-- WORK REQUEST --
Bring together all lines of the material below that contain the string "cloth".

-- DATA UNDER STUDY --
────────────────────
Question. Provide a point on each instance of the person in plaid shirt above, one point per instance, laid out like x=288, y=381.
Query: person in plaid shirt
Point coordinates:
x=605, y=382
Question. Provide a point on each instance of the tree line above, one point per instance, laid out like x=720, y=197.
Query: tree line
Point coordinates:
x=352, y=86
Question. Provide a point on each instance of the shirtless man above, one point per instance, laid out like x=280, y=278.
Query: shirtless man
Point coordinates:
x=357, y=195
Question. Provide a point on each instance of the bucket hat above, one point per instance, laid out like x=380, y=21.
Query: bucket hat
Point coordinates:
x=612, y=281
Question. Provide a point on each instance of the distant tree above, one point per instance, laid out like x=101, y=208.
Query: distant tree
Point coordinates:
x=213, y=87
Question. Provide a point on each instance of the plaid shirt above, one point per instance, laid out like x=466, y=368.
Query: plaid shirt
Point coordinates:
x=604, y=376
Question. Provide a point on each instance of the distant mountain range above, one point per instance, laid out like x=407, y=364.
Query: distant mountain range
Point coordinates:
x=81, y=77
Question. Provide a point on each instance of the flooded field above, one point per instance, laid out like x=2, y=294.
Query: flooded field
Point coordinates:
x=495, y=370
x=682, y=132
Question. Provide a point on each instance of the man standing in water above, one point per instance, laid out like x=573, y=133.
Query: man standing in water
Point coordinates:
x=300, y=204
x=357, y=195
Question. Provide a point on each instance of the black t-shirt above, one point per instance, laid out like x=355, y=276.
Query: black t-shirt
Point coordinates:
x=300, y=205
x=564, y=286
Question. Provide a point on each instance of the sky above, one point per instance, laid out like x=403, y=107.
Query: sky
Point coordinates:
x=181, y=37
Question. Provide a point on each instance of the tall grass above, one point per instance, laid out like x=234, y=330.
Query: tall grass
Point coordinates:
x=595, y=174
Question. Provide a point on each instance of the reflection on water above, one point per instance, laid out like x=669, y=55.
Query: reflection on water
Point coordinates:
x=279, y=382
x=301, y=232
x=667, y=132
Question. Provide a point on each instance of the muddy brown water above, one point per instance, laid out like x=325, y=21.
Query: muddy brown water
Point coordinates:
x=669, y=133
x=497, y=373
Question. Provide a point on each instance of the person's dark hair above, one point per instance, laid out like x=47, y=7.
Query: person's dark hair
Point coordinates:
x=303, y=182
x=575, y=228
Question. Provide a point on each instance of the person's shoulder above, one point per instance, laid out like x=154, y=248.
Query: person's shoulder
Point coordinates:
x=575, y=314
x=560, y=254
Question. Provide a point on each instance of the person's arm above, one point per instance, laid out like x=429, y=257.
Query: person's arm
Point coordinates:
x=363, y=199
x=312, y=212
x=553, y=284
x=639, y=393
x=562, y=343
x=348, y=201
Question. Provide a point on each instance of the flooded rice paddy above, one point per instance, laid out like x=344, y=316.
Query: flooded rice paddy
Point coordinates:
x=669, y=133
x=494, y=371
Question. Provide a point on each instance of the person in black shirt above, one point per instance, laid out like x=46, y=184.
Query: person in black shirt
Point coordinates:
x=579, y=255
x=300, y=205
────────────────────
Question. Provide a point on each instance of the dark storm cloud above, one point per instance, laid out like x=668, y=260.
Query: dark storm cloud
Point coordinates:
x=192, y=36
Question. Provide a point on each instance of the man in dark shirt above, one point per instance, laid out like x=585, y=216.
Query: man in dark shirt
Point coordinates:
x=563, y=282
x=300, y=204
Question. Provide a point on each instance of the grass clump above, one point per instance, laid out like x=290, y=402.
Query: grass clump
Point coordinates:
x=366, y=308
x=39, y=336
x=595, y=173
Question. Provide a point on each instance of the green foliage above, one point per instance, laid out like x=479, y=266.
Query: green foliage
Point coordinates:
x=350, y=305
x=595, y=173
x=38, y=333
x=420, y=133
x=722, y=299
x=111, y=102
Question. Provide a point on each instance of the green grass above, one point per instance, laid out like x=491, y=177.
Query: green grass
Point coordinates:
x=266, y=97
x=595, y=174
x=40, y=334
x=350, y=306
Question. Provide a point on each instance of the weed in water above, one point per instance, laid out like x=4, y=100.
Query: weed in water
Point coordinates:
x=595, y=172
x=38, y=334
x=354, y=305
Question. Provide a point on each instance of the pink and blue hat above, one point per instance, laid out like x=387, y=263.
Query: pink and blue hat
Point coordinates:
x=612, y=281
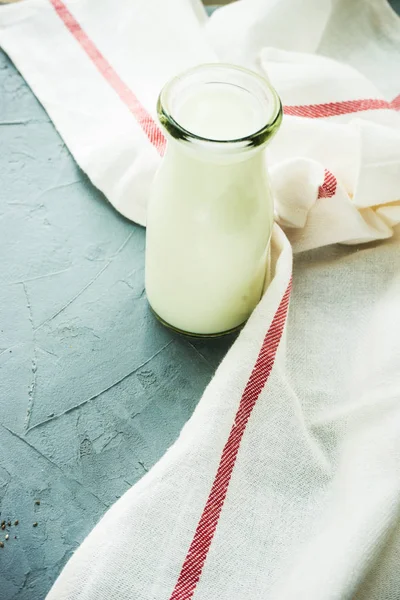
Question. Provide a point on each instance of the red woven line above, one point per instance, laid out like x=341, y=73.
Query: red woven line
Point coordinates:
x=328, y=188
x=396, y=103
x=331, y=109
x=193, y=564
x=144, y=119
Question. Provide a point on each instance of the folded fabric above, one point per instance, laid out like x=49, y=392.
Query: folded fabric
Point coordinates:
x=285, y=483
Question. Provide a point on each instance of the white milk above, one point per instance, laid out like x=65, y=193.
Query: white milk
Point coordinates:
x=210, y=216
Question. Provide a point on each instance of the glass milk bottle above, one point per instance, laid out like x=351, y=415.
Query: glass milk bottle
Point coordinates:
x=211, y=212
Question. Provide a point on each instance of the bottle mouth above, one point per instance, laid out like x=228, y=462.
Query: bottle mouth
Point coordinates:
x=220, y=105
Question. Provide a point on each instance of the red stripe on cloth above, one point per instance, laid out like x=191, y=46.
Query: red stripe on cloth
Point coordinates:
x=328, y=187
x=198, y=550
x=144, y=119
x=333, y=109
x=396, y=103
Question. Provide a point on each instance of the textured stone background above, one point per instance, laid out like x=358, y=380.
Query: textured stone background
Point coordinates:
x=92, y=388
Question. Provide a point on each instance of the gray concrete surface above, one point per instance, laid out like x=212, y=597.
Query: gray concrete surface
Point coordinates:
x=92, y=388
────────────────────
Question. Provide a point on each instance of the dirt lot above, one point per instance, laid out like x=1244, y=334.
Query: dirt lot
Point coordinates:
────────────────────
-- THE ANSWER --
Question. Provide a point on each instance of the red stripe on cloth above, one point per instance, laid out like x=191, y=46.
Query: red stripe on cloth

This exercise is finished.